**Instructions:**
a) Reproduce a passage from the statement on racial justice word for word, beginning at the words "We welcome the" and stopping after "in these circumstances.".
b) In the statement on racial justice, who shared the details of George Floyd's last moments?
c) Continue the statement on racial justice, picking up after its final sentence.

**Source text:**

..............................

The call for change has not been enough. Petitions to their nations’ capitals have not brought about the deep changes that are necessary in countries around the world. As Christians believing in the love of God and the call for justice in the Judeo-Christian scriptures, we join with organizations around the world in calling for change and to the upholding of the human rights of African descendant people.

We welcome the words of Deputy Secretary-General Amina Mohammed, UN Special Rapporteur on Racism Professor E. Tendayi Achiume, High Commissioner for Human Rights Michelle Bachelet, and other speakers in the debate who condemned the murder of George Floyd and the structural injustice and oppression both in the US and elsewhere which allowed it to happen.  We salute the bravery of Mr. Floyd’s brother Philonise Floyd who so movingly shared the tragic details of his brother’s last moments, conveying the trauma he and his family are experiencing following the loss of a much-loved member of their family in these circumstances.

..............................

**Information provided:**
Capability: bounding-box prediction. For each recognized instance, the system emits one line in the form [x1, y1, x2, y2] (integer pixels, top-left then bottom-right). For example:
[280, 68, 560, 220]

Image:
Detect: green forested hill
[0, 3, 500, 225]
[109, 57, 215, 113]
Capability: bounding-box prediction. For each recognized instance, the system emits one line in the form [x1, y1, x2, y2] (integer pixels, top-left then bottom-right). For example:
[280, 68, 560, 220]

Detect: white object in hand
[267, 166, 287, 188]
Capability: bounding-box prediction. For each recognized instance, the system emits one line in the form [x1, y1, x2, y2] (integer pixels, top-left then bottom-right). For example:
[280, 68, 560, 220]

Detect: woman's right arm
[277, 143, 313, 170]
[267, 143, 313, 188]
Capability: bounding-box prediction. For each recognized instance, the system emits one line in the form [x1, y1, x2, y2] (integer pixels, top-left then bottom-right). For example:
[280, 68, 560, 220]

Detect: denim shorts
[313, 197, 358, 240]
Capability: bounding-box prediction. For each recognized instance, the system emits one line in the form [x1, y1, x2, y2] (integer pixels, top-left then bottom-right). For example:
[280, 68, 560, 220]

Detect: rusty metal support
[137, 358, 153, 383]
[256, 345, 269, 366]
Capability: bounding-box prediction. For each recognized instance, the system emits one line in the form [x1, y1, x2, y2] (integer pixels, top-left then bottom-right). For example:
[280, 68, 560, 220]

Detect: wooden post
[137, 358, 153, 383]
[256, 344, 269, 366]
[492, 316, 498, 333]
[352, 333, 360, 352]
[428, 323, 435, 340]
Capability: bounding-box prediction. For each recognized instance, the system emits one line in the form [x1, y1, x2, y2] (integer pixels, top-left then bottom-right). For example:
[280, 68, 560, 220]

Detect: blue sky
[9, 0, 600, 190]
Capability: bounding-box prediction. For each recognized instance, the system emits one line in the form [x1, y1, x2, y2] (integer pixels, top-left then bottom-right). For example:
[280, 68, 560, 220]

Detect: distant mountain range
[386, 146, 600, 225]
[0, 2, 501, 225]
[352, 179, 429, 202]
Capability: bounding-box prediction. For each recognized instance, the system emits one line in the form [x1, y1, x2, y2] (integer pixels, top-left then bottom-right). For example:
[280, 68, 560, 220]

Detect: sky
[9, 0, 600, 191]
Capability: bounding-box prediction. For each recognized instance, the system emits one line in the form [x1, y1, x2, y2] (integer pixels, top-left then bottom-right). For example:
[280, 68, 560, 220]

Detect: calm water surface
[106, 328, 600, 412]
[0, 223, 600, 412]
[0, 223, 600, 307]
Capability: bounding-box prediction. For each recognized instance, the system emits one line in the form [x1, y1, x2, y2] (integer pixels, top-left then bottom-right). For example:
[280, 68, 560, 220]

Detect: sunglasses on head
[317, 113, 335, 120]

..............................

**The replies:**
a)
We welcome the words of Deputy Secretary-General Amina Mohammed, UN Special Rapporteur on Racism Professor E. Tendayi Achiume, High Commissioner for Human Rights Michelle Bachelet, and other speakers in the debate who condemned the murder of George Floyd and the structural injustice and oppression both in the US and elsewhere which allowed it to happen.  We salute the bravery of Mr. Floyd’s brother Philonise Floyd who so movingly shared the tragic details of his brother’s last moments, conveying the trauma he and his family are experiencing following the loss of a much-loved member of their family in these circumstances.

b) His brother, Philonise Floyd.

c)
We call upon the Human Rights Council to investigate the circumstances of his death and the situation of systemic racism and related police brutality, both in the US and other parts of the world, and to ensure accountability for these violations. We call upon the Government of the US to fully cooperate with the investigation.

We call upon our churches to learn about the ways in which members and congregations can help drive global change to combat racial injustice through the United Nations human rights mechanisms.

Additionally, we ask that members:

  • Call for an end to militarisation, police violence, the killings, and all other forms of violence against African descendant people
  • Commit to dismantling racism and discrimination in all forms
  • Embrace and encourage an anti-racist environment within communities with commitment to accountability
  • Commit to reflection and introspection that will increase personal awareness and ways to be engaged in solving this global problem

On behalf of the signatories of this letter, the Permanent Missions to the United Nations at Geneva will be contacted to urge them to support the resolution for the Human Rights Council to create the Commission of Inquiry.

Anglican Church in Canada

Christian Church (Disciples of Christ)

Council for World Mission

Evangelical Lutheran Church in America

Evangelical Lutheran Church in Canada


National Council of Churches (USA)

Presbyterian Church (USA)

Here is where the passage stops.